▶ **WHAT YOU ARE ASKED TO DO**
Exact copy, no pictures: output all the records that follow.

(Referring expression grounding data)
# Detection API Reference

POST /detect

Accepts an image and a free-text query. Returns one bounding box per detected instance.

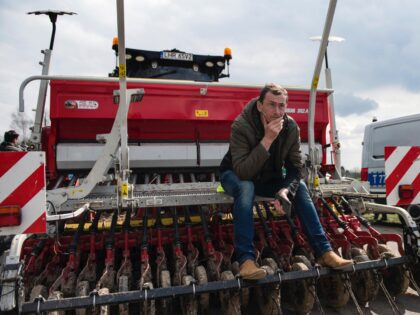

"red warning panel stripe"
[23,213,46,234]
[0,152,46,235]
[384,146,397,162]
[0,152,26,177]
[0,165,45,207]
[385,147,420,196]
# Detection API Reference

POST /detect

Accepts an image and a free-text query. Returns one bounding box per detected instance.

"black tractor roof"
[110,48,230,82]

▶ **TASK OUTPUT**
# Detection API Reference

POST /detect

Accepts an image and a free-text query. Returns one bounding box per detected instance.


"red warning panel stripe"
[23,213,46,234]
[0,152,46,235]
[384,146,397,162]
[0,152,26,177]
[0,165,45,207]
[385,147,420,196]
# Detection API Reference

POST /detect

Accepts an image and a free-text query. Returns one bounding box per detected instance.

"black tractor roof"
[110,48,230,82]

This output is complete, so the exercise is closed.